REQUEST:
Increase every coordinate in the answers below by 87, and write out all of the data again with the requests included.

--- start DATA ENTRIES ---

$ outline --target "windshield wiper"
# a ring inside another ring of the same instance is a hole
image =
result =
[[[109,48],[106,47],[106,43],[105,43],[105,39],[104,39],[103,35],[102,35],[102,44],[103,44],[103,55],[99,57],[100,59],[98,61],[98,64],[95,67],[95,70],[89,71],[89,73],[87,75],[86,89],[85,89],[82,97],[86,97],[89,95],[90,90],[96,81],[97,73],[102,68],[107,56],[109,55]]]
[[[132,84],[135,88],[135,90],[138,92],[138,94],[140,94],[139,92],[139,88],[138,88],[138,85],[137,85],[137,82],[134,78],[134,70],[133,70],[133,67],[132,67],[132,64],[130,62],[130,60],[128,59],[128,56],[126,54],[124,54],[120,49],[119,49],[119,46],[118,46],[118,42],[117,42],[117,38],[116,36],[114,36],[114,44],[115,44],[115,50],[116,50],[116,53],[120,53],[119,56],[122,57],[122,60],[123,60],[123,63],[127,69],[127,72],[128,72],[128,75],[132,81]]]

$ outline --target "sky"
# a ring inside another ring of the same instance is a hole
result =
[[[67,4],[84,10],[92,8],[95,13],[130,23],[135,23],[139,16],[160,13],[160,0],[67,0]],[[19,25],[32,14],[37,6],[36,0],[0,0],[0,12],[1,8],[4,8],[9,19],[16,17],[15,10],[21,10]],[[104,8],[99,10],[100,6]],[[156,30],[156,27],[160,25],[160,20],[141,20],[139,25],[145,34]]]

--- end DATA ENTRIES ---

FULL SOLUTION:
$ outline --target "windshield wiper"
# a ring inside another ring of the same instance is a hole
image =
result =
[[[196,135],[193,134],[193,130],[192,130],[192,126],[191,126],[190,122],[189,122],[189,131],[190,131],[190,142],[186,144],[187,146],[185,148],[185,151],[182,154],[182,157],[176,158],[176,160],[174,162],[173,176],[172,176],[169,184],[173,184],[176,182],[177,177],[183,168],[184,160],[189,155],[194,143],[196,142]]]
[[[219,171],[222,175],[222,177],[225,179],[225,181],[227,181],[226,179],[226,175],[225,175],[225,172],[224,172],[224,169],[221,165],[221,157],[220,157],[220,154],[219,154],[219,151],[217,149],[217,147],[215,146],[215,143],[213,141],[211,141],[207,136],[206,136],[206,133],[205,133],[205,129],[204,129],[204,125],[203,123],[201,123],[201,131],[202,131],[202,137],[203,137],[203,140],[207,140],[206,143],[209,144],[209,147],[210,147],[210,150],[214,156],[214,159],[215,159],[215,162],[219,168]]]

$ outline --target "sky"
# a ring inside another ring of the same instance is a hole
result =
[[[154,91],[171,97],[179,95],[182,100],[217,110],[222,110],[226,103],[247,100],[247,87],[154,87]],[[106,112],[119,101],[124,93],[123,87],[87,87],[87,99],[88,95],[91,95],[96,106],[103,104],[102,97],[108,97]],[[191,95],[186,97],[187,93]],[[243,117],[243,114],[247,112],[247,107],[228,107],[226,112],[232,121]]]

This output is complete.